* **Exercise directions**
Take every line in the entries that includes the word "trace" and copy it.

Stored records:
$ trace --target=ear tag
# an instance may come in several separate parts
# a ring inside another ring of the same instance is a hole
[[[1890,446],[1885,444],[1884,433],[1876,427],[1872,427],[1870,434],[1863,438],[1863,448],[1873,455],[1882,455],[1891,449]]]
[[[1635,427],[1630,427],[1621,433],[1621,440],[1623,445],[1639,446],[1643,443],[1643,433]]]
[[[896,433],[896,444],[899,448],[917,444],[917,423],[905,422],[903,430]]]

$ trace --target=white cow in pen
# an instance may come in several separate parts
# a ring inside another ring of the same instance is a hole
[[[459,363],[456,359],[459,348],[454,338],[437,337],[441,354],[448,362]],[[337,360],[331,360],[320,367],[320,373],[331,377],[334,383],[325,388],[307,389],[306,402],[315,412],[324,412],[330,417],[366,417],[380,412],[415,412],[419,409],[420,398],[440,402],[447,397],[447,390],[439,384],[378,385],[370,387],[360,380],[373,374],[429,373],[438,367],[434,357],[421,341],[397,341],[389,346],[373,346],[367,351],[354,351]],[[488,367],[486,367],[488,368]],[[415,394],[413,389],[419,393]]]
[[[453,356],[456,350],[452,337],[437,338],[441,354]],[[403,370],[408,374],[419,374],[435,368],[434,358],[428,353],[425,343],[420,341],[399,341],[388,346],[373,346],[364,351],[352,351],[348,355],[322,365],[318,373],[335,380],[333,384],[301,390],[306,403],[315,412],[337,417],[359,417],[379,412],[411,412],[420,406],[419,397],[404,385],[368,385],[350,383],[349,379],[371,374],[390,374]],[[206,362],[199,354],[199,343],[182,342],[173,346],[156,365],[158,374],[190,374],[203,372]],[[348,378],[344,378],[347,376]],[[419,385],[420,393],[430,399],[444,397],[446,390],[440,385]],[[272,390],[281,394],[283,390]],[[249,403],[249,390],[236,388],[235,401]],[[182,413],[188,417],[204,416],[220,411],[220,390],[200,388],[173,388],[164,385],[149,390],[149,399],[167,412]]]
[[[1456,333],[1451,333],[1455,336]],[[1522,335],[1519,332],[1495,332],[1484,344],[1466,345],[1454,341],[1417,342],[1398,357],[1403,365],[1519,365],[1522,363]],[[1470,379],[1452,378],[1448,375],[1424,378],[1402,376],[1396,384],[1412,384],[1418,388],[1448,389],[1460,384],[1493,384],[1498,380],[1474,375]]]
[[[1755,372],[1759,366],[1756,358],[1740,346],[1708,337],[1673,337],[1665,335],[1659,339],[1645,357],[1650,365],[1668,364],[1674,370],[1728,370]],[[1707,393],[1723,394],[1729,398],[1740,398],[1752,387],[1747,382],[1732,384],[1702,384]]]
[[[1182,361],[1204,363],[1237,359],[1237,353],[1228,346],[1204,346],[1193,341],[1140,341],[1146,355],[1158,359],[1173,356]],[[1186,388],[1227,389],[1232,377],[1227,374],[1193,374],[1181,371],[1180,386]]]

* **Response for this exercise**
$ trace --target=ear tag
$ trace --target=white cow in pen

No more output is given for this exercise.